Brief
Show every line in both blocks of rows below that contains the word "door", copying each line unchanged.

Provided data

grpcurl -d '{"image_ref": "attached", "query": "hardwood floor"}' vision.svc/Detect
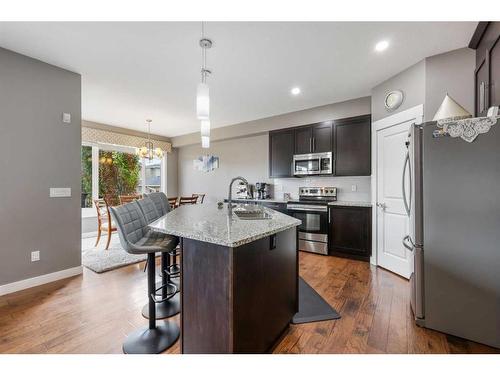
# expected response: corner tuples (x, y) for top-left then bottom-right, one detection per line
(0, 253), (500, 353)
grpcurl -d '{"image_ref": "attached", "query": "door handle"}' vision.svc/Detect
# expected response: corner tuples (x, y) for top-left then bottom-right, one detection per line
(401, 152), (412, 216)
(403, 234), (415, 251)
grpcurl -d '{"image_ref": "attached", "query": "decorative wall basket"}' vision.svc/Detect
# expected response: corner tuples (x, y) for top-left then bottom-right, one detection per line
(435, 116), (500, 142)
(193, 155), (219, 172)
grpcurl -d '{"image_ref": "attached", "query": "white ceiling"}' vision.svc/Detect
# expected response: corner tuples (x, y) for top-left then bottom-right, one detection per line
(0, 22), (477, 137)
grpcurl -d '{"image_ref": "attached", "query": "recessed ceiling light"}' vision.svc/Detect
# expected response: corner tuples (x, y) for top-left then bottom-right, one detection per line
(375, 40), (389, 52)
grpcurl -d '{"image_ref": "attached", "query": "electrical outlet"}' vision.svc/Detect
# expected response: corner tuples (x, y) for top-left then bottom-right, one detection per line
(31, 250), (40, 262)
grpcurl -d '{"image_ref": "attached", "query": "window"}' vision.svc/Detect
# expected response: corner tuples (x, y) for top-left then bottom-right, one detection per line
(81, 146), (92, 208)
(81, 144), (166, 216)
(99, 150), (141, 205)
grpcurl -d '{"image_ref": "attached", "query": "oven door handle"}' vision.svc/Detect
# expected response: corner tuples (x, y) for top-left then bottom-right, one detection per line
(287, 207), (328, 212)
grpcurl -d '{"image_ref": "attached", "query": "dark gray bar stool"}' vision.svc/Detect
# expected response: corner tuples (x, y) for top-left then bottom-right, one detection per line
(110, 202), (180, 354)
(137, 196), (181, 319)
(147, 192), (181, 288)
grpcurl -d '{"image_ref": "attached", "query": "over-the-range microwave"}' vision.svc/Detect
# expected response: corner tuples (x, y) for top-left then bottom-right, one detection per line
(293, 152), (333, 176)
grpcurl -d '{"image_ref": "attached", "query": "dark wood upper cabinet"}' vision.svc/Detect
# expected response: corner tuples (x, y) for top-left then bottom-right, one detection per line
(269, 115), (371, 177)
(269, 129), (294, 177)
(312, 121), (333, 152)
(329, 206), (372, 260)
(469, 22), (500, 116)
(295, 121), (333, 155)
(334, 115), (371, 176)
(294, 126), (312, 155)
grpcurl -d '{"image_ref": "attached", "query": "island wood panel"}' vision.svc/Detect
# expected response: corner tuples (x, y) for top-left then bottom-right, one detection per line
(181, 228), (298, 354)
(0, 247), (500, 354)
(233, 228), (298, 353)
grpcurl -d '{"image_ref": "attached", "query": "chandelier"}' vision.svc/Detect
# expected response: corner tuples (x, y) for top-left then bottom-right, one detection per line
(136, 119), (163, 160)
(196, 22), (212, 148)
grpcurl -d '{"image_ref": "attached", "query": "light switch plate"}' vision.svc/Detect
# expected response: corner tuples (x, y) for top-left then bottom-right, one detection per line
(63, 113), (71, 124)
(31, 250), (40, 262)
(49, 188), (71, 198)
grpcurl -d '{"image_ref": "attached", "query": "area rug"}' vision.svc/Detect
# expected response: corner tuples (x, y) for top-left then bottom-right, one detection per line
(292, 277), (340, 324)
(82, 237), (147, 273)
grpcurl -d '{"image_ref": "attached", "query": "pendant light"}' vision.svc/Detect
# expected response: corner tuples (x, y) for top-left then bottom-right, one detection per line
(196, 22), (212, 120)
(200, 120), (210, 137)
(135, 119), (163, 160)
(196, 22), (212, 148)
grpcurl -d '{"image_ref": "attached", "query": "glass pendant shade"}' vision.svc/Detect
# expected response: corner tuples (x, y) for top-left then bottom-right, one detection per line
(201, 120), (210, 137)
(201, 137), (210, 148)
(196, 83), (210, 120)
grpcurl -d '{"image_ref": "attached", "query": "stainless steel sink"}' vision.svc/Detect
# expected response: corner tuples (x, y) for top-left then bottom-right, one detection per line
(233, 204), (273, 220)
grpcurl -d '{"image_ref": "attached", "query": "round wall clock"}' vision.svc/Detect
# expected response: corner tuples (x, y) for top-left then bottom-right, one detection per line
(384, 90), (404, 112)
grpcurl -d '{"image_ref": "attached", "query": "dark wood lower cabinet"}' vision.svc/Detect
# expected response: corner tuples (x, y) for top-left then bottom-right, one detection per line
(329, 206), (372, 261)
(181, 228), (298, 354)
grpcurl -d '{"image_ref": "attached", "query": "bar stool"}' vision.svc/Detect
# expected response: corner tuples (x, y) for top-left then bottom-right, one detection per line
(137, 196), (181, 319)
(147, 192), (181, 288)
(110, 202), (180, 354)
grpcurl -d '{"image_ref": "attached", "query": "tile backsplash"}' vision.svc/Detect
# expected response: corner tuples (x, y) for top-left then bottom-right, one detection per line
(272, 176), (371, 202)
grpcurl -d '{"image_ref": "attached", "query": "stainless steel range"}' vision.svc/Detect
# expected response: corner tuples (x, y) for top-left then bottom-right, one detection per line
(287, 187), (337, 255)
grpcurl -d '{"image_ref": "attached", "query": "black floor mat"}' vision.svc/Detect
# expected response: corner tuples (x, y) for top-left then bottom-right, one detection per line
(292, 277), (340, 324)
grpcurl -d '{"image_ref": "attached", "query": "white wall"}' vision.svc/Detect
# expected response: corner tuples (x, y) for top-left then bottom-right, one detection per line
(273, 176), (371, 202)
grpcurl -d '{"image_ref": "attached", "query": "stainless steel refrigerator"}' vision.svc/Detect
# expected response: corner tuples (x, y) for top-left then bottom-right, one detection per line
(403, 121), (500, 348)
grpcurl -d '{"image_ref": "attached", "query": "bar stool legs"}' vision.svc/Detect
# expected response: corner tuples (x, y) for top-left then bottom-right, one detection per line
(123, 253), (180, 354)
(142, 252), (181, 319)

--

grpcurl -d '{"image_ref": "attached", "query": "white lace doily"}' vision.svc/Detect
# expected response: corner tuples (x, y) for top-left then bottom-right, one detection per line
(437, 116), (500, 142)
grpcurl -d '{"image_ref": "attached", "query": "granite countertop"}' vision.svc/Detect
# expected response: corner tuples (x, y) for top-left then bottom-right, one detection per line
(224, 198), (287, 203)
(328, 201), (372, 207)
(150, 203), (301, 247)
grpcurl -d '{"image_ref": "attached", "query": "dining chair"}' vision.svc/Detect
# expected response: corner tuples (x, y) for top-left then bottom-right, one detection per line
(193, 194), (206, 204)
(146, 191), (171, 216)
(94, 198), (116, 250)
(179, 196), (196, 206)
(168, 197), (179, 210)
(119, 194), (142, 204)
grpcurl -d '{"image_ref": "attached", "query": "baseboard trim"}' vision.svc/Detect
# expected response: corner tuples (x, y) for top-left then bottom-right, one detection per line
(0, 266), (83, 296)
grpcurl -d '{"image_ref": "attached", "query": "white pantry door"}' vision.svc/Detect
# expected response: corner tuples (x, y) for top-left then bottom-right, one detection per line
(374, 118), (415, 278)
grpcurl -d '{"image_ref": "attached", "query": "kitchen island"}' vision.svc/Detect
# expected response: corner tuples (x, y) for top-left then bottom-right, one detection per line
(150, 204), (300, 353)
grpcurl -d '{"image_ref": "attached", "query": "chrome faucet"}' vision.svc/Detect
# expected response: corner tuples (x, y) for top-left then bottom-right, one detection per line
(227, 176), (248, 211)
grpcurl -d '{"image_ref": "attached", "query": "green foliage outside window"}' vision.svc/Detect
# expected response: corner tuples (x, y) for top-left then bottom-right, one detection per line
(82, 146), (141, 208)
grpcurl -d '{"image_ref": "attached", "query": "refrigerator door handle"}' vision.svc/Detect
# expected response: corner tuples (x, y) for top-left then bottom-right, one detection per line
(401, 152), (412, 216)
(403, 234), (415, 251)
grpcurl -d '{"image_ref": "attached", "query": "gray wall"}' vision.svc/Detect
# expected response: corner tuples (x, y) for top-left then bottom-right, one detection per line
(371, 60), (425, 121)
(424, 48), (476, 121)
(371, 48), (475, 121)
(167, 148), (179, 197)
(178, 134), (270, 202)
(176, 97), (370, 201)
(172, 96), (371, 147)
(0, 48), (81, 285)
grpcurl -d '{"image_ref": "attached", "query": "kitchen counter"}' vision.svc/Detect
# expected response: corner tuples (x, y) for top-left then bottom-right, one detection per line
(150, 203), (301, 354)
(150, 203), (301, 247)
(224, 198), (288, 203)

Exercise output
grpcurl -d '{"image_ref": "attached", "query": "door handle"}' vision.svc/Detect
grpcurl -d '{"image_ref": "attached", "query": "oven door handle"}' vision.svc/Detect
grpcurl -d '{"image_ref": "attached", "query": "white pantry door"}' vision.svc/Detect
grpcurl -d '{"image_ref": "attached", "query": "refrigerator door handle"}' vision.svc/Detect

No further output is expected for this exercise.